- Task brief:
Once the line holding "QA audit note: the vaulted" is found in the listing below, write it out and each later line exactly, up to and including the one holding "QA audit note: the window is".

- Given information:
◇ ◇ ◇
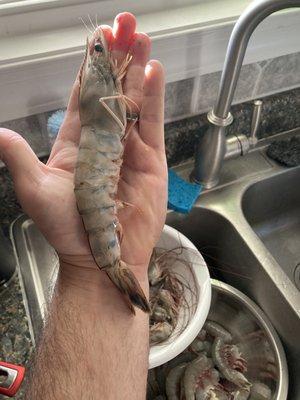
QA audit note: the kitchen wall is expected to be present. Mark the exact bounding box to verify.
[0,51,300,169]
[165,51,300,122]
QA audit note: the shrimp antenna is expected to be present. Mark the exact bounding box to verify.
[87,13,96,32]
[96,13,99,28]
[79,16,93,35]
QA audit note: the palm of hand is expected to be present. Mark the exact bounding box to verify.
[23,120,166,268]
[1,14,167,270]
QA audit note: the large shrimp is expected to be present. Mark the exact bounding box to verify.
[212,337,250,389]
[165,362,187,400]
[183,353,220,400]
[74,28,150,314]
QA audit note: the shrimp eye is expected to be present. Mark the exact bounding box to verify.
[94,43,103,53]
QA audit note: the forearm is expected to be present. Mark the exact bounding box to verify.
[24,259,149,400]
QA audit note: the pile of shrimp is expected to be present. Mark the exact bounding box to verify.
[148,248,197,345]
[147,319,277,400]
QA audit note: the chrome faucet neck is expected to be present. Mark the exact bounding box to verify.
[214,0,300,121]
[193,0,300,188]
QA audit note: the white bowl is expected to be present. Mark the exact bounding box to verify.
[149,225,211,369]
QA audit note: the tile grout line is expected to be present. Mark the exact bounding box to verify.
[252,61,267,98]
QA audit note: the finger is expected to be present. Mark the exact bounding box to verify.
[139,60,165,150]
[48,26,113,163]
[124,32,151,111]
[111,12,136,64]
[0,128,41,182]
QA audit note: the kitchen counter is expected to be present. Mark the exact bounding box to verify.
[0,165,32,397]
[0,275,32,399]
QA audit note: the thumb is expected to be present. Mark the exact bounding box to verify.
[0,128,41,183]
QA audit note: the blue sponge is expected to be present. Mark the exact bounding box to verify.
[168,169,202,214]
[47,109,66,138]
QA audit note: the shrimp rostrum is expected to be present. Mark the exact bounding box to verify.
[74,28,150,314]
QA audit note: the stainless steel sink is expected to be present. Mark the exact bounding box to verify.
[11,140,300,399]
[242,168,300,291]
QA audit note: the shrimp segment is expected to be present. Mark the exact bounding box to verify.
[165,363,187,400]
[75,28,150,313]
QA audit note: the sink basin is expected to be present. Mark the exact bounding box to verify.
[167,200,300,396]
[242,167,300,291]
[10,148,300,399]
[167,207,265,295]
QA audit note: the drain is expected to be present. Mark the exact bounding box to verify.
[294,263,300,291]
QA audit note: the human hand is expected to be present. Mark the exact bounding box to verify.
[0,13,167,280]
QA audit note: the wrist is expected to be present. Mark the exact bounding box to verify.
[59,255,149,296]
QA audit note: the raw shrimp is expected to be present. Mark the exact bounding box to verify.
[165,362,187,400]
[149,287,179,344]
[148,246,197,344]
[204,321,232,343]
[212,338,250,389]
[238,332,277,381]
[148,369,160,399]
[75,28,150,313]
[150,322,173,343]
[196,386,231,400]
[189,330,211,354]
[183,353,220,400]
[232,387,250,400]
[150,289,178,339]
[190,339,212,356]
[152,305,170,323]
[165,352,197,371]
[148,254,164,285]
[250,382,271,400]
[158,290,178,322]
◇ ◇ ◇
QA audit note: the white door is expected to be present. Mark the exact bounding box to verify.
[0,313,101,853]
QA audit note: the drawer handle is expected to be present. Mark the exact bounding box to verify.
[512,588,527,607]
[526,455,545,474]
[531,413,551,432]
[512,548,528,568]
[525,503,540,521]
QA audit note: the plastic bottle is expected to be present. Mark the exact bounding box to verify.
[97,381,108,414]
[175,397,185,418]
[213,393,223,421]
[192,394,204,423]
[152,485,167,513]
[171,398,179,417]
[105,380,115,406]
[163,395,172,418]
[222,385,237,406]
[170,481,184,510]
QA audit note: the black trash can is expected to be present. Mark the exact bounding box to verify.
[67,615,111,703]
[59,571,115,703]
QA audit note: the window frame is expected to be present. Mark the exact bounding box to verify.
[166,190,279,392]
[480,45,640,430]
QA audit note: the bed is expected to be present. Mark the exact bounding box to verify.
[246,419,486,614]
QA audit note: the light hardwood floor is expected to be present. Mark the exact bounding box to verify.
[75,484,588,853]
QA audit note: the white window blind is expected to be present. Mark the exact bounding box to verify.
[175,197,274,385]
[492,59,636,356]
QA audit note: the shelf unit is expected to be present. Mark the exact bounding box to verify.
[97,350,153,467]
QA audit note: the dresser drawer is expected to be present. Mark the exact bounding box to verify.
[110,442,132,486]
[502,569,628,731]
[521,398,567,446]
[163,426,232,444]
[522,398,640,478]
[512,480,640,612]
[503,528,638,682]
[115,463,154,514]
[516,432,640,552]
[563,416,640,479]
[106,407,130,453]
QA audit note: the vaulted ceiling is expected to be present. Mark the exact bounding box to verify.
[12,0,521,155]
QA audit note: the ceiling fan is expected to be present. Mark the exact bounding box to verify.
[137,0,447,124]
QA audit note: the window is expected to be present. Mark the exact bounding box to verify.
◇ ◇ ◇
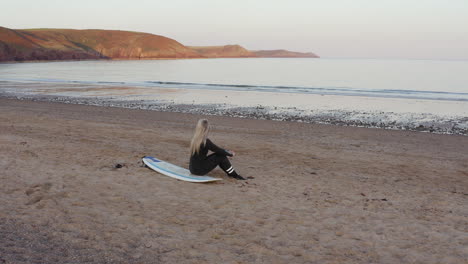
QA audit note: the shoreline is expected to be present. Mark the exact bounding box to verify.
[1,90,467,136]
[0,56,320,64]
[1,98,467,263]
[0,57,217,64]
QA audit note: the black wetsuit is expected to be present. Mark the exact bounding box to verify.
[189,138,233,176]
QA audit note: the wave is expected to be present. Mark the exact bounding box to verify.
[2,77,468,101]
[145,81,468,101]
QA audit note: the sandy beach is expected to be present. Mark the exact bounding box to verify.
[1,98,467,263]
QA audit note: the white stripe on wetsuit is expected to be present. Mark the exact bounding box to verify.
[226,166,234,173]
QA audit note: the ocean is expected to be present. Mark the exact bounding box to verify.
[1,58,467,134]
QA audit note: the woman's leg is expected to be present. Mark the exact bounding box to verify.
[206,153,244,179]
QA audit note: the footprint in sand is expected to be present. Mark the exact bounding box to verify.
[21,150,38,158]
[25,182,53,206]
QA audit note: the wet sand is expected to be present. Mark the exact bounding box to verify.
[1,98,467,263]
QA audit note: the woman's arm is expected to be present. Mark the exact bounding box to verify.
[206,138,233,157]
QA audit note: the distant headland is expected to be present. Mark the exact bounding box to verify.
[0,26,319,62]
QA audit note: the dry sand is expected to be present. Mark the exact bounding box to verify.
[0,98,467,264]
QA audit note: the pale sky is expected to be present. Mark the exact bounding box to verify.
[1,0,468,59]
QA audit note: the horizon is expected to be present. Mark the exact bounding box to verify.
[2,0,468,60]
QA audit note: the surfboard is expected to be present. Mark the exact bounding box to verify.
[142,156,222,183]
◇ ◇ ◇
- Response:
QA audit note: the vaulted ceiling is expected to be present. Mark the exact bounding box to verify.
[12,0,521,155]
QA audit note: the ceiling fan is expected to be present. Mark the exact bounding box to verify.
[137,0,447,124]
QA audit note: the window is expected to be present. Mark the exact bounding box to verify.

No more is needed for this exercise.